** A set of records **
- - -
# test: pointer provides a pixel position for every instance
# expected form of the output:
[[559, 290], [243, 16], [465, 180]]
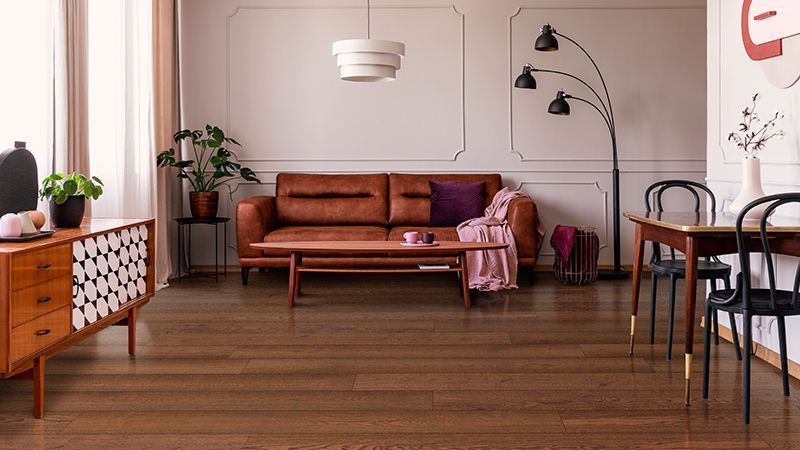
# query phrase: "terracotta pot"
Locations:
[[204, 204]]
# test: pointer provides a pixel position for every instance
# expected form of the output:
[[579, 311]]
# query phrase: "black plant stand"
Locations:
[[189, 221]]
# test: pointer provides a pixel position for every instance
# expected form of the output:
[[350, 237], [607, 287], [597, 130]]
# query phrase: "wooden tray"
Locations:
[[419, 244], [29, 237]]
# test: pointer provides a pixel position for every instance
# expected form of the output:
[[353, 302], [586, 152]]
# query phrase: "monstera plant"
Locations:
[[214, 165]]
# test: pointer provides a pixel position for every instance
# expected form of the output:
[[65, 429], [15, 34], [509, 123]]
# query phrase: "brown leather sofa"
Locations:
[[310, 207]]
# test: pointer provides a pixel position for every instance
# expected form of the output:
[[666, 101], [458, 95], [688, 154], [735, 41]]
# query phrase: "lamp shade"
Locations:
[[368, 59], [559, 106], [525, 80], [546, 42]]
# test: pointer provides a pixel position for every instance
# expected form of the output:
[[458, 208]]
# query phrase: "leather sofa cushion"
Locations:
[[442, 233], [410, 194], [313, 199]]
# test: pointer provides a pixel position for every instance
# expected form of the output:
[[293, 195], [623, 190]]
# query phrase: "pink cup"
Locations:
[[412, 237]]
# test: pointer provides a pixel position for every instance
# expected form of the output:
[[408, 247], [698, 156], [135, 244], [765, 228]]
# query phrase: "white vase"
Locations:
[[751, 190]]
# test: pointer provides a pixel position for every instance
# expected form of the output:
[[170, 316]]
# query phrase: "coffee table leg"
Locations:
[[462, 258], [292, 277], [298, 292]]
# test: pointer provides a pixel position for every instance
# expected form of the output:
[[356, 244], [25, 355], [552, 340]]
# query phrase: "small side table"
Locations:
[[189, 221]]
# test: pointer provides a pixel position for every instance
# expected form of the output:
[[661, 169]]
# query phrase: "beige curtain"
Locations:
[[166, 120], [77, 96]]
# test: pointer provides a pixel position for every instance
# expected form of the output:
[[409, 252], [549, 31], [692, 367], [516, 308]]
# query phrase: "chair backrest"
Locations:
[[660, 187], [776, 201], [691, 186]]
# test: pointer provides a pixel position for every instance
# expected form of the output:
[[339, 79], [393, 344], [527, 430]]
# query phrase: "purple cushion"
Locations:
[[453, 202]]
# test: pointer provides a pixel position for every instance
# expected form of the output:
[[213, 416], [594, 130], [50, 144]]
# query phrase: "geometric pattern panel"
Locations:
[[107, 271]]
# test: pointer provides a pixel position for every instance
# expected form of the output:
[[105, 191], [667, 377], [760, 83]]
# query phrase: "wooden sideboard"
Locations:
[[59, 290]]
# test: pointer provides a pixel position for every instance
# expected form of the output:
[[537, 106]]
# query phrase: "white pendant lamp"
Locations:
[[368, 59]]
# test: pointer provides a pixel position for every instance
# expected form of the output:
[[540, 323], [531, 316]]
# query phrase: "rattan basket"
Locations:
[[581, 268]]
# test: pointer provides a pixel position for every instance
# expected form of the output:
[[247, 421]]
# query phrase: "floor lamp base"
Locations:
[[612, 274]]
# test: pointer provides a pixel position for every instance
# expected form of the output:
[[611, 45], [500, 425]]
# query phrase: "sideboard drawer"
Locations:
[[40, 299], [33, 336], [34, 267]]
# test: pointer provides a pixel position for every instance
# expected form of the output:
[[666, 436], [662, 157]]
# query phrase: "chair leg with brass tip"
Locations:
[[633, 332], [688, 376]]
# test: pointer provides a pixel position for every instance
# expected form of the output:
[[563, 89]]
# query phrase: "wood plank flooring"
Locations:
[[392, 362]]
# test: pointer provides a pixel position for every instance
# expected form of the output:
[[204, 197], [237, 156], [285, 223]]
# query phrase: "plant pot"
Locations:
[[68, 214], [751, 190], [204, 204]]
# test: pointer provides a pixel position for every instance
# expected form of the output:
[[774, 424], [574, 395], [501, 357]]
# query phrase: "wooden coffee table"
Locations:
[[365, 249]]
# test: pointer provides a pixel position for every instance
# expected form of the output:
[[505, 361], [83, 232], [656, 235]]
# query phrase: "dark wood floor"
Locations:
[[391, 362]]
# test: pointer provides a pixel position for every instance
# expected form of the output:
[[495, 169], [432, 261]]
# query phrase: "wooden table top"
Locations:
[[377, 246], [706, 222], [90, 228]]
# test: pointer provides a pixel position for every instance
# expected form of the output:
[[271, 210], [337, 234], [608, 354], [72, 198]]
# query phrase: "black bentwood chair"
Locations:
[[707, 269], [749, 302]]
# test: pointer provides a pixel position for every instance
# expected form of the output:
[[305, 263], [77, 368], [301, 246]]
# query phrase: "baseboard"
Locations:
[[763, 352]]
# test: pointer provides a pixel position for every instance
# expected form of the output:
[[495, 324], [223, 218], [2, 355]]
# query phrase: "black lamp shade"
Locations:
[[559, 106], [546, 42], [525, 80]]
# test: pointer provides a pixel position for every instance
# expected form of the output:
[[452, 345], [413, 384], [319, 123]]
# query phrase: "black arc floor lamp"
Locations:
[[547, 42]]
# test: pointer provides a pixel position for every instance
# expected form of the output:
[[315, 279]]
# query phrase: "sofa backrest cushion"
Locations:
[[410, 194], [313, 199]]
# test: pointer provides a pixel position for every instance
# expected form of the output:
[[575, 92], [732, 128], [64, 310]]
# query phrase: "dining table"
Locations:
[[698, 235]]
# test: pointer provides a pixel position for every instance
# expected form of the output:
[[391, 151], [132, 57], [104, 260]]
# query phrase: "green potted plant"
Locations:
[[214, 166], [67, 195]]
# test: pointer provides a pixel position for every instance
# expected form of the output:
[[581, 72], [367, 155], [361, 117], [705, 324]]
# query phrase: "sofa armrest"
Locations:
[[523, 218], [255, 217]]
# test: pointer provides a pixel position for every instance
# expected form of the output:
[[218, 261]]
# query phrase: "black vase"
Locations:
[[68, 214]]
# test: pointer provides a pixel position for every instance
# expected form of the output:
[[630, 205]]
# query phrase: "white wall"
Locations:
[[263, 70], [732, 79]]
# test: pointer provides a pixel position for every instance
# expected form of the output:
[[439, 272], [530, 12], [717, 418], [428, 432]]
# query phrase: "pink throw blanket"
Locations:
[[493, 270]]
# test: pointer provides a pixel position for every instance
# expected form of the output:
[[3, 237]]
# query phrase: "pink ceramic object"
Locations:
[[411, 237], [27, 223], [10, 226], [38, 219]]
- - -
Copy the records from the start up to and including the line with "[[214, 165]]", changing every "query phrase" to "search phrase" and leaving everything else as it is. Omit the pictures from your copy.

# test: pointer provides a pixel position for every instance
# expected form of the output:
[[559, 290], [243, 16], [465, 180]]
# search phrase: "terracotta pot"
Locations:
[[204, 204]]
# test: pointer provides a pixel position for every instance
# expected form of the output:
[[579, 311]]
# search phrase: "black plant stand"
Locations:
[[189, 221]]
# test: pointer provides a pixel position for every instance
# expected form of the output:
[[350, 237], [607, 287], [597, 130]]
# search phrase: "wooden tray"
Locations:
[[419, 244], [29, 237]]
# test: pointer provides a pixel position for every instance
# expected form of the output:
[[353, 302], [586, 152]]
# search phrase: "monstera plant"
Locations:
[[214, 165]]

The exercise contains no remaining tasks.